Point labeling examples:
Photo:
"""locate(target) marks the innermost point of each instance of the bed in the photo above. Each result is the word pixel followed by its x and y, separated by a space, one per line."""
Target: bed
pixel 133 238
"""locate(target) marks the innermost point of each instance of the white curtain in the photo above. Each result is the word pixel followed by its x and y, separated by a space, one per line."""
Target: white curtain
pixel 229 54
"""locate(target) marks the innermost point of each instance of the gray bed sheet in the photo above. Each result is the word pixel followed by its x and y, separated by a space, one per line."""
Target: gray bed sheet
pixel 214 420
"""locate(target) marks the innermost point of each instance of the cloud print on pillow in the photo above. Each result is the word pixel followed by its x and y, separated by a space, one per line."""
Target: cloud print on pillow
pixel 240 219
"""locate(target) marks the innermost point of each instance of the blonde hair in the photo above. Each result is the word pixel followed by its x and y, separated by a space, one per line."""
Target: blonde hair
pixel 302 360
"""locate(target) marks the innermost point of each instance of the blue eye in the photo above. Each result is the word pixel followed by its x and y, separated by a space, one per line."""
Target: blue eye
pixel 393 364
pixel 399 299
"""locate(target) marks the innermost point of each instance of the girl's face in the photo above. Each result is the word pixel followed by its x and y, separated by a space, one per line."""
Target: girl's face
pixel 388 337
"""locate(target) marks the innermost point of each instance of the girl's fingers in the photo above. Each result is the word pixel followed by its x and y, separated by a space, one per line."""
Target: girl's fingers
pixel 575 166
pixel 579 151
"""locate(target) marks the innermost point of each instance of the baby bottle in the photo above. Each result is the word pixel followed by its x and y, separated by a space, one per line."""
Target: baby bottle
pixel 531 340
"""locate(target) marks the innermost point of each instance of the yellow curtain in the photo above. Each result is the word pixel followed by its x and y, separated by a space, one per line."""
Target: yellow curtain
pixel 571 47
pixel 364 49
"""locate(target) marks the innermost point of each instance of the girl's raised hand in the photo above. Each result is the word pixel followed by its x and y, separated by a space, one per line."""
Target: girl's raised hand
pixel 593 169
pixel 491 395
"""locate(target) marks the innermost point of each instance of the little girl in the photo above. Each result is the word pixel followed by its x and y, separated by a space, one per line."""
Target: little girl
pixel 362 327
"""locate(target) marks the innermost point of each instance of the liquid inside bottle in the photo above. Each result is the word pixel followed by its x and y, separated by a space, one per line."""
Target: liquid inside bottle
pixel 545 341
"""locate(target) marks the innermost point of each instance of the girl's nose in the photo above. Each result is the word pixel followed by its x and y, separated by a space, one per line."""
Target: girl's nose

#### Exercise prompt
Copy out word for word the lines of the items from the line with "of the cloud" to the line with "pixel 531 340", including both of those lines.

#### Response below
"""locate(target) marks the innermost point of each instance of the cloud print on pillow in the photo above. Each result is the word pixel followed by its x and y, separated by a space, one per line."""
Target: cloud print on pillow
pixel 240 219
"""locate(target) marks the innermost point of each instance of the blonde hair in the photo above. Each result is the word pixel followed by its x and y, separated by a space, one per line."""
Target: blonde hair
pixel 302 360
"""locate(target) marks the innermost point of each instance of the blue eye in the photo above. Each result is the word pixel followed by its x and y, separated by a space, one per line."""
Target: blue eye
pixel 393 364
pixel 399 299
"""locate(target) marks the innermost point of each instance of the girl's face in the photo above. Each result is the word pixel followed by its x and y, separated by a space, one per line."""
Target: girl's face
pixel 388 337
"""locate(target) marks the innermost point of each instance of the girl's fingers in the photo above. Each result is the word pixel followed by its x and y, separated by a space, one per line."""
Target: girl's fingers
pixel 575 166
pixel 579 151
"""locate(target) marks the innermost point of each instance of the baby bottle in the photo above. Each result is the word pixel followed by its x and y, separated by a space, one per line."""
Target: baby bottle
pixel 531 340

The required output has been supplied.